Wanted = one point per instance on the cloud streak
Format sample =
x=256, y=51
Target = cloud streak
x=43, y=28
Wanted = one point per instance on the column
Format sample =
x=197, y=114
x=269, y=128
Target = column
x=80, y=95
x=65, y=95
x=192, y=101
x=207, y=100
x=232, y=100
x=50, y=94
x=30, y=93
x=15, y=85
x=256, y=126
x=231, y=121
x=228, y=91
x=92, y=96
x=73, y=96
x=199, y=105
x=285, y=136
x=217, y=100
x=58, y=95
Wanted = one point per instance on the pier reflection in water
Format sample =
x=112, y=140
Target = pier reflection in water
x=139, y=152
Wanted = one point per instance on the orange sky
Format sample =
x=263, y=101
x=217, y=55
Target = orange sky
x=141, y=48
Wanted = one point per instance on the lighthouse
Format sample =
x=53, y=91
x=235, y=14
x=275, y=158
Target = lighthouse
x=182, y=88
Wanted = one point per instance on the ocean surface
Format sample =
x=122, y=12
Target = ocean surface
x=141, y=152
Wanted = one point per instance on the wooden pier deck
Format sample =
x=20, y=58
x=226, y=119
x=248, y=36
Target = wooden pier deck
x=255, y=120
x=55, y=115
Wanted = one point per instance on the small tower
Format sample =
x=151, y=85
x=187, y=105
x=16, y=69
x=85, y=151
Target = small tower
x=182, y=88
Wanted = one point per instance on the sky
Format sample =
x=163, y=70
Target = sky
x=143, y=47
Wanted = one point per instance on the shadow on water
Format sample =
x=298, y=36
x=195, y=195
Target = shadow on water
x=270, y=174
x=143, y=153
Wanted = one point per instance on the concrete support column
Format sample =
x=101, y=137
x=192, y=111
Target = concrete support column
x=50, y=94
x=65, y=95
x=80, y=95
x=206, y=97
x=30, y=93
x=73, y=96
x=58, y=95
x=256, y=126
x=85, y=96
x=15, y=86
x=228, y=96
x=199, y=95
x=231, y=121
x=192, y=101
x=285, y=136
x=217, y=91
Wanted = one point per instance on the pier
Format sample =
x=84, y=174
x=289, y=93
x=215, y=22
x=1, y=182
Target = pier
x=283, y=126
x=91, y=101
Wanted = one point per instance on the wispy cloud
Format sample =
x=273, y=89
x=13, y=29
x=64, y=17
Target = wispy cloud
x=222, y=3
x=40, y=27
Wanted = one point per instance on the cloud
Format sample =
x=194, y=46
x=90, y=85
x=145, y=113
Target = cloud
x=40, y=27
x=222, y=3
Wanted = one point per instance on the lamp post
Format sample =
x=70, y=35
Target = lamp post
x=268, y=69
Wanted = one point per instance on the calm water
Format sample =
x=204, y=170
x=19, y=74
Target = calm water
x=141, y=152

__Short exercise__.
Without changing a word, restate the whole listing.

__Problem solution__.
Wanted = one point per instance on the cloud streak
Format sample =
x=256, y=51
Target = cloud streak
x=43, y=28
Wanted = one point per instance on the column
Format sample =
x=197, y=114
x=269, y=128
Target = column
x=80, y=95
x=65, y=95
x=192, y=101
x=207, y=100
x=232, y=100
x=50, y=94
x=30, y=93
x=15, y=85
x=256, y=126
x=231, y=121
x=228, y=91
x=92, y=96
x=73, y=96
x=199, y=105
x=285, y=136
x=217, y=100
x=58, y=95
Wanted = one point per instance on the pier reflection in water
Format sample =
x=112, y=140
Target = pier reflection in water
x=139, y=152
Wanted = one point per instance on the orange sky
Format sample =
x=263, y=101
x=217, y=55
Target = orange sky
x=141, y=48
Wanted = one point per instance on the lighthouse
Format sample =
x=53, y=91
x=235, y=14
x=275, y=158
Target = lighthouse
x=182, y=88
Wanted = one point per instance on the ocean surface
Format sample =
x=122, y=12
Target = ocean surface
x=141, y=152
Wanted = one point per instance on the wooden pier deck
Format sample =
x=20, y=58
x=226, y=119
x=248, y=36
Target = wooden pier deck
x=255, y=120
x=55, y=115
Wanted = one point per instance on the small tower
Format sample =
x=151, y=85
x=187, y=105
x=16, y=69
x=85, y=151
Target = small tower
x=182, y=88
Wanted = one point per instance on the sky
Format sample =
x=163, y=70
Target = sky
x=143, y=47
Wanted = one point per instance on the shadow on water
Format sample =
x=298, y=36
x=195, y=195
Target = shadow on water
x=270, y=174
x=143, y=153
Wanted = one point per instance on the concrete support column
Format sample =
x=101, y=137
x=192, y=111
Target = concrete support column
x=50, y=94
x=65, y=95
x=80, y=95
x=206, y=97
x=30, y=93
x=73, y=96
x=58, y=95
x=256, y=126
x=85, y=96
x=15, y=86
x=228, y=96
x=199, y=95
x=231, y=121
x=192, y=101
x=285, y=136
x=217, y=91
Wanted = one point per instance on the pier
Format sample =
x=84, y=174
x=289, y=93
x=215, y=22
x=1, y=182
Target = pier
x=283, y=126
x=91, y=101
Wanted = one point per instance on the wispy cloud
Format sample =
x=273, y=89
x=13, y=29
x=64, y=17
Target = wispy cloud
x=222, y=3
x=40, y=27
Wanted = one point per instance on the cloud
Format sample =
x=194, y=46
x=90, y=85
x=145, y=113
Target = cloud
x=40, y=27
x=222, y=3
Wanted = one point per instance on the lamp post
Format sample =
x=70, y=35
Target = lamp post
x=268, y=69
Wanted = one point per instance on the calm water
Format sample =
x=204, y=170
x=19, y=74
Target = calm water
x=141, y=152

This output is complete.